REQUIRED WORK »
a: List every year mentioned in the text about illumos ending SPARC support, in the order they appear.
b: In the text about illumos ending SPARC support, translate this sentence into Spanish: "The last of these systems reached their end-of-life between 2011 and 2012."
c: Write out the part of the text about illumos ending SPARC support, starting with "Újabb szög a" and going on through "x86 and SPARC.".

Újabb szög a SPARC koporsójába, az illumus dobja a támogatását:
Officially end SPARC support in illumos and remove the SPARC code from the tree
When the illumos project was formed in 2010 as a fork of OpenSolaris, the operating system contained support for 32-bit and 64-bit x86 machines, and for various 64-bit SPARC machines from Sun Microsystems. In 2018, we officially dropped support for 32-bit x86 systems, leaving just 64-bit x86 and SPARC.
The most recent SPARC machines for which we have relatively direct and complete support were contemporary at the time of the fork; viz., the UltraSPARC T2 family of servers, such as the T5120 and T5220. The last of these systems reached their end-of-life between 2011 and 2012. In the decade hence, the size and quality of the pool of second hand systems available through eBay and other vendors has dwindled, and prices have risen to match. Desktop systems in particular are popular for collectors, and are thus now staggeringly expensive if you can find them at all. As a result, the pool of machines available to build the software is extremely limited; the project does not currently have access to a permanent official SPARC build machine.

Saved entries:
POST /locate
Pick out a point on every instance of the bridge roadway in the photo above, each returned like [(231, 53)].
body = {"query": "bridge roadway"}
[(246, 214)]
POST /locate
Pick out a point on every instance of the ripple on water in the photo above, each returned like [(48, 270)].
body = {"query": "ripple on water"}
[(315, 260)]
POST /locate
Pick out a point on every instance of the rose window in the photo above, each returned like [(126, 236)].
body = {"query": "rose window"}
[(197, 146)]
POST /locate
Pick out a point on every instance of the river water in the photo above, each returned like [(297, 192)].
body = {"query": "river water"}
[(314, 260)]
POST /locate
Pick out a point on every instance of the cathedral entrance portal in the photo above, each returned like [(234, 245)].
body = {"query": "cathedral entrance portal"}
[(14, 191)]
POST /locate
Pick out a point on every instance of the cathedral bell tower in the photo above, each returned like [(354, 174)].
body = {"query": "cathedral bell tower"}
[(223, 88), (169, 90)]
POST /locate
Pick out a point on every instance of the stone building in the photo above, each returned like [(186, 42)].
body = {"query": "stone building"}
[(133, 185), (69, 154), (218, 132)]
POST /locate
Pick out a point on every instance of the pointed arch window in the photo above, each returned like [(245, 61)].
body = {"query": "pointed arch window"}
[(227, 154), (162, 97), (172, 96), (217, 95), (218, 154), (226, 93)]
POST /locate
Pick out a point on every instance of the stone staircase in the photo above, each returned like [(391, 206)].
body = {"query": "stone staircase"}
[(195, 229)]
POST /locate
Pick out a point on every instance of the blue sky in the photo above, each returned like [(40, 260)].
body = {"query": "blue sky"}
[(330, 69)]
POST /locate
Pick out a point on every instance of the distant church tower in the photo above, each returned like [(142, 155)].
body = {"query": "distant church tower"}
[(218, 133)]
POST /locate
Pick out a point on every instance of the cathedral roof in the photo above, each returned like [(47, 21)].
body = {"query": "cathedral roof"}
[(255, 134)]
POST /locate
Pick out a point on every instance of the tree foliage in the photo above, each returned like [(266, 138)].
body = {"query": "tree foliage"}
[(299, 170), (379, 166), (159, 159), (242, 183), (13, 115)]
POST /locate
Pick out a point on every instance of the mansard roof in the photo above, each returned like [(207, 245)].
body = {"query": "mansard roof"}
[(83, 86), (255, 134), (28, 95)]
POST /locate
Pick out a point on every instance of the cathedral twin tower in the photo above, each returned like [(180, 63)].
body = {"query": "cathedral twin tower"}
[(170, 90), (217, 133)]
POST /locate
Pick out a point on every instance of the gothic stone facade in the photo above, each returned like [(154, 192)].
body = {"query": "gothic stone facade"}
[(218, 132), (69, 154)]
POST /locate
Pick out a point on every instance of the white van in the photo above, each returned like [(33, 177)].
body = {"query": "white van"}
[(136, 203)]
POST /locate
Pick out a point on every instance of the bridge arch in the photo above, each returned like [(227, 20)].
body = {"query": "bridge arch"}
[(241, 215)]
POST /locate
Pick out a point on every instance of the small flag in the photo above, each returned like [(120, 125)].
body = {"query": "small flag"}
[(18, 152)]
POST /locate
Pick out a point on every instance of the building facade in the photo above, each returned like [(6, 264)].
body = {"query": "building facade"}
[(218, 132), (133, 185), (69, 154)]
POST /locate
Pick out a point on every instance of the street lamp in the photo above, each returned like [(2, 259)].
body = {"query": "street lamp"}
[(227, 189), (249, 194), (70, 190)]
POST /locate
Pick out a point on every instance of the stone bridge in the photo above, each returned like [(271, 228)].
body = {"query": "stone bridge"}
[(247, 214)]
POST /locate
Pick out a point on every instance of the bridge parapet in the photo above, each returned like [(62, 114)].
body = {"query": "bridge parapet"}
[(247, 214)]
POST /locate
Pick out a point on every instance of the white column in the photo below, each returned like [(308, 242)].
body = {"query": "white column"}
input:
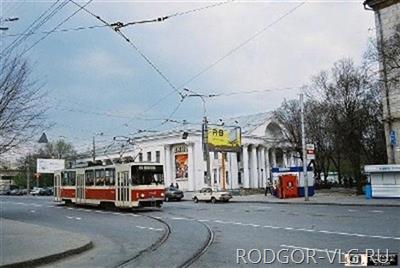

SOLVED TASKS »
a: 2010, 2018, 2011, 2012

b: Los últimos de estos sistemas llegaron al final de su vida útil entre 2011 y 2012.

c:
Újabb szög a SPARC koporsójába, az illumus dobja a támogatását:
Officially end SPARC support in illumos and remove the SPARC code from the tree
When the illumos project was formed in 2010 as a fork of OpenSolaris, the operating system contained support for 32-bit and 64-bit x86 machines, and for various 64-bit SPARC machines from Sun Microsystems. In 2018, we officially dropped support for 32-bit x86 systems, leaving just 64-bit x86 and SPARC.